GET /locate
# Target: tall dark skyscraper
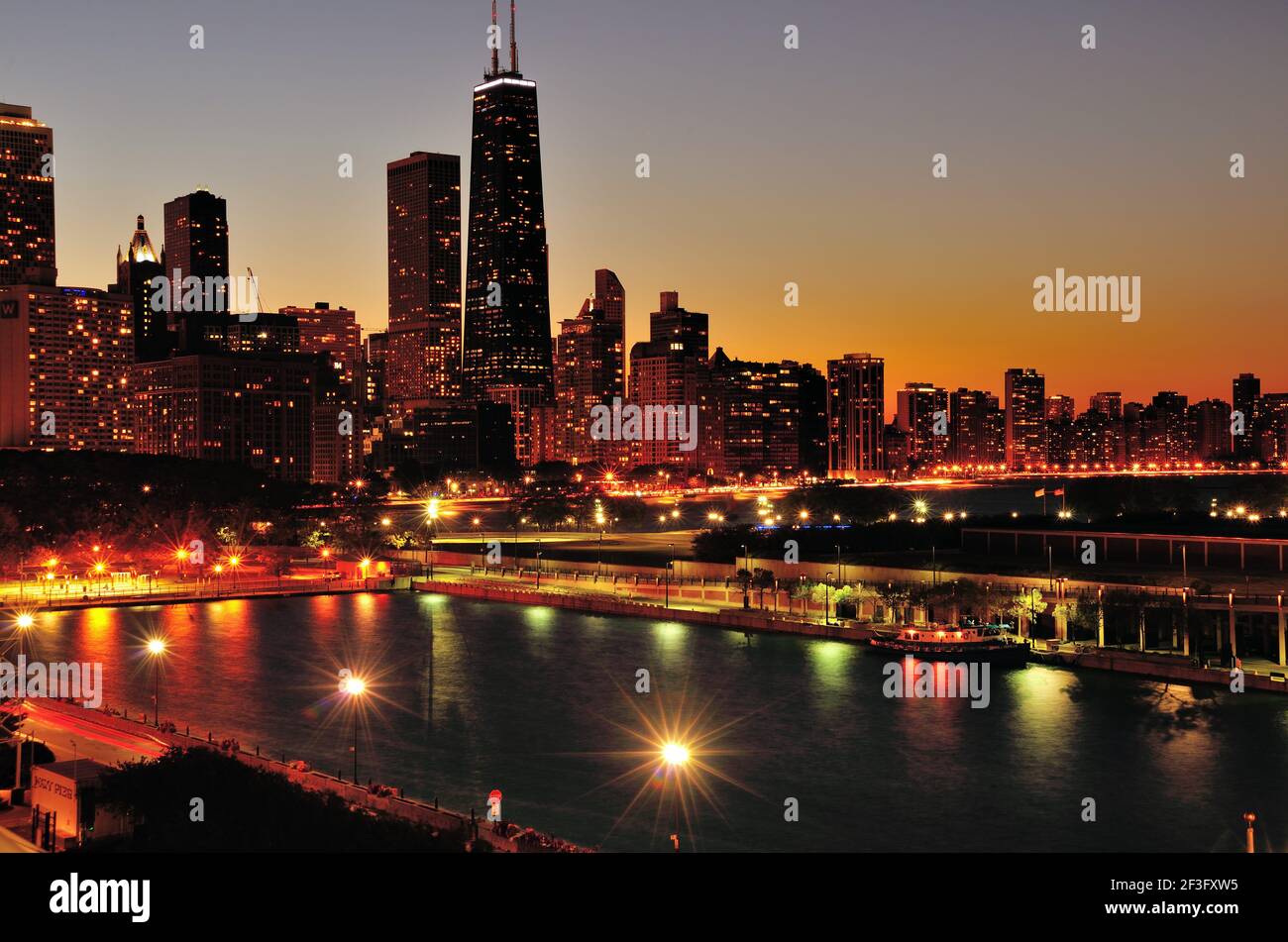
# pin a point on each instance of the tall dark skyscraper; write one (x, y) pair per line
-------
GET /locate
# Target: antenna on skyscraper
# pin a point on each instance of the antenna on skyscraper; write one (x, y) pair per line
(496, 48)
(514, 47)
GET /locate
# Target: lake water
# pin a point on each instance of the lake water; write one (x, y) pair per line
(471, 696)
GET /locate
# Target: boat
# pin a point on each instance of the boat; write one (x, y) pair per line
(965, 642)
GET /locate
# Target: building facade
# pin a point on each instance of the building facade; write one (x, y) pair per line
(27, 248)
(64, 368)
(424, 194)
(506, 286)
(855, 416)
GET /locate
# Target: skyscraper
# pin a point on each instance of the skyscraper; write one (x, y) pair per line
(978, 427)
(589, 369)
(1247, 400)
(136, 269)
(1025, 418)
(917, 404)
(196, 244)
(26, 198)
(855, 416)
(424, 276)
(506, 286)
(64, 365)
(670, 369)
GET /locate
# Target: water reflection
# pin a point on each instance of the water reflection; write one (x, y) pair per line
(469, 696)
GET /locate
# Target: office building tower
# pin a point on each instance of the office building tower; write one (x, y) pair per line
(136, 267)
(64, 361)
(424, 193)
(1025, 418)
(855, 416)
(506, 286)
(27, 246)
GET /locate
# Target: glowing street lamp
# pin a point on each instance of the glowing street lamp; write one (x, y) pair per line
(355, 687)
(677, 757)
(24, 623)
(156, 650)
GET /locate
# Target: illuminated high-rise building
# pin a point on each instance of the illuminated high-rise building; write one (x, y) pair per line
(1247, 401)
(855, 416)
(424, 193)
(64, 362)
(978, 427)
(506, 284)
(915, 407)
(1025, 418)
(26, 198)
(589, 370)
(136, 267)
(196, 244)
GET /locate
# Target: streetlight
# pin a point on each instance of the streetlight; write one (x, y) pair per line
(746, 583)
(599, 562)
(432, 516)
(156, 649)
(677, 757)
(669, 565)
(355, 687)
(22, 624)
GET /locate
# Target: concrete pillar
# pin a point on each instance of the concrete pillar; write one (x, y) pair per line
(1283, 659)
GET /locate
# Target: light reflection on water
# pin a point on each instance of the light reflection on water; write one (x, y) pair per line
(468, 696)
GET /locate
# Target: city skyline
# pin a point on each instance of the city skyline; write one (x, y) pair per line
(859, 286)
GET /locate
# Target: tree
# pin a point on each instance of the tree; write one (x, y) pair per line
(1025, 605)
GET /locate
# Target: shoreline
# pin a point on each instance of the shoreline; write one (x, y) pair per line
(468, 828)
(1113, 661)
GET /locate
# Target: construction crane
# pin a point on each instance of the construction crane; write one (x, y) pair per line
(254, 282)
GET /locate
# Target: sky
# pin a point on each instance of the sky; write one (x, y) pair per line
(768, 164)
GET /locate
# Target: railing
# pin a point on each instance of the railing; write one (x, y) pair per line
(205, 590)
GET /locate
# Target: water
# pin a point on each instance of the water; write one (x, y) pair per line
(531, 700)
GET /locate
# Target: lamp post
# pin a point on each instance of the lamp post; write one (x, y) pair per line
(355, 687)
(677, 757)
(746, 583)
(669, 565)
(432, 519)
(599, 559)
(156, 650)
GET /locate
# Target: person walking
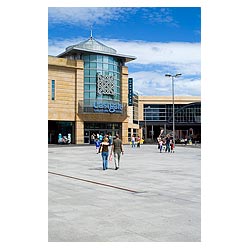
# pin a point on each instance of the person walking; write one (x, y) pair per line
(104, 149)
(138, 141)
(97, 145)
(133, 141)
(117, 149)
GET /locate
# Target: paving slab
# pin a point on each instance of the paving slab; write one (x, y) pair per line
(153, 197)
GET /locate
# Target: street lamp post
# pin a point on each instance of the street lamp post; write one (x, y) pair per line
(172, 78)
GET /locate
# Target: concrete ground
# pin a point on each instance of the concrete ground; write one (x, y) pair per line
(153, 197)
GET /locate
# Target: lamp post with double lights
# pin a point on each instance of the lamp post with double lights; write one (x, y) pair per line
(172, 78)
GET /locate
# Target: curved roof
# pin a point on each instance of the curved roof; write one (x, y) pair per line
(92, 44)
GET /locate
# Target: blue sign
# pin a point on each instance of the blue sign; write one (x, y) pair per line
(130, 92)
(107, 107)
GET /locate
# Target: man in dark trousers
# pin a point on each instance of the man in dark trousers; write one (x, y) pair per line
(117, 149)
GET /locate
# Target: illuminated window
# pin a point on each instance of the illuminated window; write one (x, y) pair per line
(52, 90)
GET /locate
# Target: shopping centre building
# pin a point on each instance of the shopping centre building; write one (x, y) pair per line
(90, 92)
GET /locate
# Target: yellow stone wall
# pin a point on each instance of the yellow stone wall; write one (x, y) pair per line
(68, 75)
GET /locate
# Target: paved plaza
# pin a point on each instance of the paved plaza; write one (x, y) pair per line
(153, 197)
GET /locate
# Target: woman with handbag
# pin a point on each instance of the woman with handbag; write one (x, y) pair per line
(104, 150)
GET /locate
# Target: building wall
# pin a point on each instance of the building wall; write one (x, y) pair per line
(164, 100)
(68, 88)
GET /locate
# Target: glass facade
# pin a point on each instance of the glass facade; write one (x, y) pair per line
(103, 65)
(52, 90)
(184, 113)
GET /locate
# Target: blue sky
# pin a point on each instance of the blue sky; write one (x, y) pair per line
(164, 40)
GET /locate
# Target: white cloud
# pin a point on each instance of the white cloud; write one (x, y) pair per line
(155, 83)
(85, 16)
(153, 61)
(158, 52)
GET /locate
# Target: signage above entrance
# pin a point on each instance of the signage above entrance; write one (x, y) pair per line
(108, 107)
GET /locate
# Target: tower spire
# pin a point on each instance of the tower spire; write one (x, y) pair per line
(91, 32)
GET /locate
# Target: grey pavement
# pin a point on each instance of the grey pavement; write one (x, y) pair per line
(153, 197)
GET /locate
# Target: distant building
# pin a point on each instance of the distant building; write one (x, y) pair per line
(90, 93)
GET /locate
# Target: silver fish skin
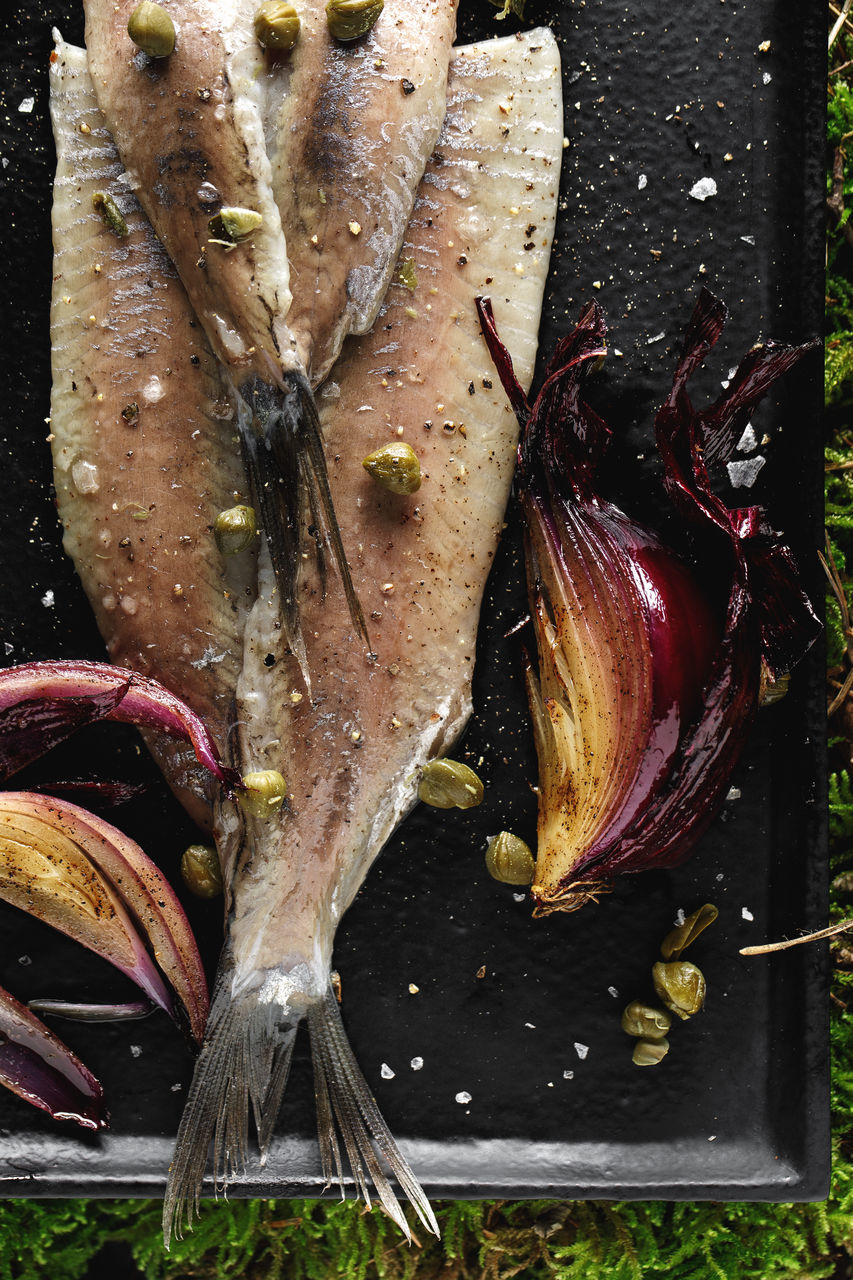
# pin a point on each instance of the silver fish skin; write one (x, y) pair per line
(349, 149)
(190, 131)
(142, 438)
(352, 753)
-------
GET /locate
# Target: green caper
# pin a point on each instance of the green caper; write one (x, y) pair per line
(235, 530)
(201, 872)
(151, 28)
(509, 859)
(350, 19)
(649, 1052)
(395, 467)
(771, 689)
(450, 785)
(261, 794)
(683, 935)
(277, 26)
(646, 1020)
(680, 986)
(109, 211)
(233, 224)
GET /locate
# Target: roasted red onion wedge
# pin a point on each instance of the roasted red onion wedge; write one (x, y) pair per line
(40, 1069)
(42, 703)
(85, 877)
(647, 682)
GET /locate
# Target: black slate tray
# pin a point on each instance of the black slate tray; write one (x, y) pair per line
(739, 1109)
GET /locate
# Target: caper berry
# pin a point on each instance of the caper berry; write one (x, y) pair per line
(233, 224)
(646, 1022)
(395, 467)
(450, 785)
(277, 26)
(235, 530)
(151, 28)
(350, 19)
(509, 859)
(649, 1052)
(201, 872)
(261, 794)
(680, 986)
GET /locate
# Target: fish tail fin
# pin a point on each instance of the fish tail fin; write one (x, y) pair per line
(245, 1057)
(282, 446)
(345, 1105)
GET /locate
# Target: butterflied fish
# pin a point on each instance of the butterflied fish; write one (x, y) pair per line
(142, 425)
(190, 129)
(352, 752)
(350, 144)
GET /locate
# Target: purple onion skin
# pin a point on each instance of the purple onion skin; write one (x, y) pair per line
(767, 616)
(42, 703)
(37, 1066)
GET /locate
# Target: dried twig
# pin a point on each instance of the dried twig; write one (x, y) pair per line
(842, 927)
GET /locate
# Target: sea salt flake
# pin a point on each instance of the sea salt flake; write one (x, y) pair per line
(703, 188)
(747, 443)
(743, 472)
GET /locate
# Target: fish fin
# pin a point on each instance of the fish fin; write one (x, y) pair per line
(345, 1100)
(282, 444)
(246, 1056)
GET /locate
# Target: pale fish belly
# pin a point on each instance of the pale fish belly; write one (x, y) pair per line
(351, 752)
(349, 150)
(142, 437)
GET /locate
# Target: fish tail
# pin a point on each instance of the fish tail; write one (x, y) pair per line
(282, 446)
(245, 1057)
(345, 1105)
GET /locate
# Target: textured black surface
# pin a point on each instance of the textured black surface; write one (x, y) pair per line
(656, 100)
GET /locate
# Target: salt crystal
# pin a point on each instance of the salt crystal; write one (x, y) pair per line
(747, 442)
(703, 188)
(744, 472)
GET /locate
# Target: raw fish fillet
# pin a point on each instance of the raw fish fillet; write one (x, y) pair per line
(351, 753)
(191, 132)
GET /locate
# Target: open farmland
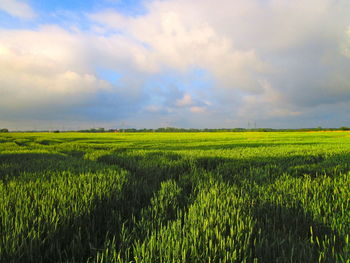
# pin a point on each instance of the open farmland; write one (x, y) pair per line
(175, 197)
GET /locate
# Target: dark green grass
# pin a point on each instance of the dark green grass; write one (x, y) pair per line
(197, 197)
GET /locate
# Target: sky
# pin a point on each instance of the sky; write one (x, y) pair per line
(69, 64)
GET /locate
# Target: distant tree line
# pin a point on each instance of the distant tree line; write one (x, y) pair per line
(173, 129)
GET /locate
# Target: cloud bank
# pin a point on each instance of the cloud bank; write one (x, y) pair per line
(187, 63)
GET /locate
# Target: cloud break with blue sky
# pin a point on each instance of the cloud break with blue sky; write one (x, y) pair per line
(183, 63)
-------
**Task statement:**
Gather every line in the entries above that contains the word "double", and copy each one out in full.

**The reply:**
# Target: lamp post with double lights
# pin a point on each instance of the lamp post with double lights; write one (x, y) pair per line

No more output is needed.